*WHAT YOU ARE ASKED TO DO*
Below are several entries. Transcribe exactly those lines that fall from the one with "purple band out of the image above" through the one with "right-hand arm out of the image above", end lines included.

--- INPUT RECORDS ---

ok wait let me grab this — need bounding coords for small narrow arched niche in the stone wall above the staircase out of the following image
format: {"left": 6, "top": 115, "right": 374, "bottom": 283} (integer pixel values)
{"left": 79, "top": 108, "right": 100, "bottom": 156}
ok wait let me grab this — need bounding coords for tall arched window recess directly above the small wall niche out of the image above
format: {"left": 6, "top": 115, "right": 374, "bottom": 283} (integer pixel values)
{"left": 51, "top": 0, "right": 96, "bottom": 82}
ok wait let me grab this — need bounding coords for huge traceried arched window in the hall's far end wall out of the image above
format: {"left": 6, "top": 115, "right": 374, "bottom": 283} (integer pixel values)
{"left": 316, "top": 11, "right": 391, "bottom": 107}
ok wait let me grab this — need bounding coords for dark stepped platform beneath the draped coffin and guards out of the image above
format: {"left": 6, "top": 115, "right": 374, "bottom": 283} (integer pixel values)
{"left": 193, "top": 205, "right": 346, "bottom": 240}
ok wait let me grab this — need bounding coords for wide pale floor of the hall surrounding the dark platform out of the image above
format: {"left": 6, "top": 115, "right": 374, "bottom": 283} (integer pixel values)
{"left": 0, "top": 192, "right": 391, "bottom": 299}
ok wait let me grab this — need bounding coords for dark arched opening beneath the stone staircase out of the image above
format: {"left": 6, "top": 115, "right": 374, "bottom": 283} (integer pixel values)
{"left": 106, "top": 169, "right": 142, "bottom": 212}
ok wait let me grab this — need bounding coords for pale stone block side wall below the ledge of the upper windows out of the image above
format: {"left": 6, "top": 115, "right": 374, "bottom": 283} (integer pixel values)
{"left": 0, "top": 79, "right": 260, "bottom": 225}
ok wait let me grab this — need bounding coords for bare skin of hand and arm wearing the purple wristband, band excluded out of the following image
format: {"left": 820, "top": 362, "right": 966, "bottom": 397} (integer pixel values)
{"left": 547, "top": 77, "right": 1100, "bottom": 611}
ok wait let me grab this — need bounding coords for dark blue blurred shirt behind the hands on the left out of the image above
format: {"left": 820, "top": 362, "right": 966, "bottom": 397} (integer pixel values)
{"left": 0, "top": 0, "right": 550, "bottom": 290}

---
--- INPUT RECORDS ---

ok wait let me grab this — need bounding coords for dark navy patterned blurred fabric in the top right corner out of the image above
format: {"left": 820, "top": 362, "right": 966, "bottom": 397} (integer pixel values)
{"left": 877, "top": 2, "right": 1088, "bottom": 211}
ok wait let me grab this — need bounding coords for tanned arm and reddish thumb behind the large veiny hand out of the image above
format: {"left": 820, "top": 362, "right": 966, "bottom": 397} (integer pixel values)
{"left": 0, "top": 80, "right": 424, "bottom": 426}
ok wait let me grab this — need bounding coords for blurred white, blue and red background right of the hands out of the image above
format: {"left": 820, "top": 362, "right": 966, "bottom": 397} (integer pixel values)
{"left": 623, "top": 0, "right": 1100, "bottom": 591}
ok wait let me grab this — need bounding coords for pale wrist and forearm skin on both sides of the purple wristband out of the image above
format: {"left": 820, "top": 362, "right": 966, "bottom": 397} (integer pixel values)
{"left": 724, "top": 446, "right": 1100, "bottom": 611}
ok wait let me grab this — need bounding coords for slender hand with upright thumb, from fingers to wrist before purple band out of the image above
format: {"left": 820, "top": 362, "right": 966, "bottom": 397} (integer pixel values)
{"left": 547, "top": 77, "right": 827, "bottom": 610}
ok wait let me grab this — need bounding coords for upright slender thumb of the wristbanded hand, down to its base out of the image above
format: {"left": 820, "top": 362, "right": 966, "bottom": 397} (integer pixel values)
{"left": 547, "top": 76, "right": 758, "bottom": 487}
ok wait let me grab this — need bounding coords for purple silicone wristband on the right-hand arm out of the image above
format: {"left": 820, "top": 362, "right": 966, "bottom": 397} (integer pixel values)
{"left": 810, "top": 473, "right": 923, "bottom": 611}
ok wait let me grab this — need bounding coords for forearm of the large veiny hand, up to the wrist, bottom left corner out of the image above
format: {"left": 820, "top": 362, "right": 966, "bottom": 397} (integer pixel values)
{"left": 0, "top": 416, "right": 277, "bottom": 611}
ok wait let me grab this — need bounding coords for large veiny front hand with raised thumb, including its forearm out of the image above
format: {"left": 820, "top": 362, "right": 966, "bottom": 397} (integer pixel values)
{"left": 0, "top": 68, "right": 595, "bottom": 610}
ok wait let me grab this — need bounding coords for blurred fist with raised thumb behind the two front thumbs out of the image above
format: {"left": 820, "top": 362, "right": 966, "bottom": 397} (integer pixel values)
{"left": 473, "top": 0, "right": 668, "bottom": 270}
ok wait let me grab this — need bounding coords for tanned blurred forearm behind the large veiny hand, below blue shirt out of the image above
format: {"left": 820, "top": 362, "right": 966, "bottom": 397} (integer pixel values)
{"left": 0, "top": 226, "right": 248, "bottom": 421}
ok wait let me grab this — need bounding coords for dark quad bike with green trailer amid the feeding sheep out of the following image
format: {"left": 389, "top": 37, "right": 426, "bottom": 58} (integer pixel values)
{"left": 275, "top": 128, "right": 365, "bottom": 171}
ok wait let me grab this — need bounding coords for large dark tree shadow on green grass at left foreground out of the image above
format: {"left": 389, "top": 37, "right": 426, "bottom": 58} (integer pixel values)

---

*RESPONSE BOX*
ok wait let me grab this — need bounding coords for slender hand with upright thumb, from fingers to wrist before purple band out of the image above
format: {"left": 820, "top": 362, "right": 966, "bottom": 397} (integer pixel values)
{"left": 547, "top": 77, "right": 827, "bottom": 610}
ok wait let me grab this — need bounding coords for upright slender thumb of the wristbanded hand, down to its base out of the image above
format: {"left": 820, "top": 362, "right": 966, "bottom": 397} (integer pixel values)
{"left": 547, "top": 76, "right": 758, "bottom": 487}
ok wait let me grab this — need bounding coords for purple silicone wristband on the right-hand arm out of the image above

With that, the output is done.